== BRANO FORNITO ==

Mi sono chiesto spesso come avrebbero reagito i mezzi di comunicazione di massa se si fosse presentato un disastro ecologico apocalittico. Immaginavo programmi di notizie brevi, che producessero resoconti sensazionali, pur omettendo di spiegare le ragioni di quel che stava accadendo o come si potessero bloccare disastri. Questi media avrebbero poi chiesto ai rispettivi giornalisti specializzati in campo finanziario come tali catastrofi si sarebbero ripercosse sugli andamenti delle azioni, per poi tornare a occuparsi di sport.
Come potete immaginare, non avevo un’illimitata fede nell’industria in cui lavoro. Quel che però non mi aspettavo è che avrebbero semplicemente ignorato un disastro.
Una grande superficie della terra è in preda al fuoco. Sembra possiate immaginare in che inferno sia costretto chi ci vive. L’aria è diventata color ocra. La visibilità in certe città si è ridotta a 30 metri. Si stanno evacuando i bambini (dopo due mesi) su navi da guerra; alcuni sono ormai morti soffocati. Le biodiversità vanno in fumo a un’indicibile velocità. Quasi sicuramente, si tratta della maggior catastrofe ecologica del XXI secolo, perlomeno finora. [Per una descrizione si veda: http://www.notre-planete.info/actualites/4347-Indonesie-incendies-forets-pollution-air].

===

◆ **COSE DA FARE**:
1) Riporta il brano sul disastro ecologico da "Come potete immaginare, non" a "ignorato un disastro.".
2) Nel brano sul disastro ecologico compaiono alcune forme verbali al condizionale passato: elencale tutte nell'ordine in cui appaiono.
3) Per favore, prosegui il brano sul disastro ecologico scrivendo il seguito dopo l'ultima frase presente.

== DATI FORNITI ==

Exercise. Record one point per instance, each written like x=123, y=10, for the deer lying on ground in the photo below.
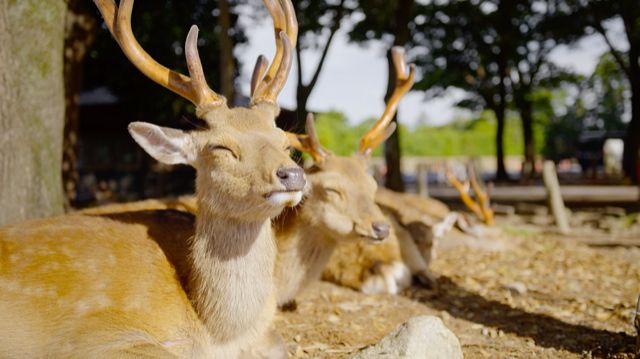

===

◆ **SOLUZIONI DEGLI ESERCIZI**:
1)
Come potete immaginare, non avevo un’illimitata fede nell’industria in cui lavoro. Quel che però non mi aspettavo è che avrebbero semplicemente ignorato un disastro.

2)
- avrebbero reagito
- avrebbero poi chiesto
- si sarebbero ripercosse
- avrebbero semplicemente ignorato

3)
E i media? Parlano di che cosa indossava la duchessa di Cambridge alla prima di James Bond [Kate Middleton], dell’idiozia del giorno di Donald Trump e di chi è stato eliminato nell’episodio di Halloween del tele-reality “Ballando con le stelle”.
Quale grande dibattito della settimana ha dominato le notizie in gran parte del mondo? Le salsicce. Sono veramente così nocive per la nostra salute? Quello di cui parlo io è un barbecue, che però è in azione su una scala ben diversa.
Il fuoco infuria su tutta la lunghezza dei 5000 km dell’Indonesia. È sicuramente, in base a una valutazione oggettiva, più importante di ogni altra cosa stia accadendo oggi. E non dovrebbe richiedere che a dirlo sia un cronista – che pubblica il suo trafiletto nelle pagine interne di un quotidiano – ma dovrebbe stare in prima pagina su tutti i giornali. È difficile trasmettere la dimensione di quell’inferno, ma ecco un paragone che potrebbe essere d’aiuto: quell’incendio sta attualmente producendo più diossido di carbonio dell’economia americana. E, in tre settimane, quegli incendi hanno emesso più CO2 delle emissioni della Germania in un anno.
Ma questo non coglie l’intera portata di quel che accade. Questa catastrofe non si può misurare soltanto con la concentrazione di CO2 ppm (parti per milione). Gli incendi distruggono tesori altrettanto preziosi e insostituibili delle vestigia archeologiche rase al suolo dallo Stato islamico (Daesh). Gli orangutanghi, i leopardi, gli orsi malesi (famosi per amare il miele), i gibboni [scimmie], i rinoceronti di Sumatra e la tigre di Sumatra, sono tra le specie minacciate di essere scacciate dalla loro area dalle fiamme. Ma ce ne sono altre, forse milioni, oltre a queste.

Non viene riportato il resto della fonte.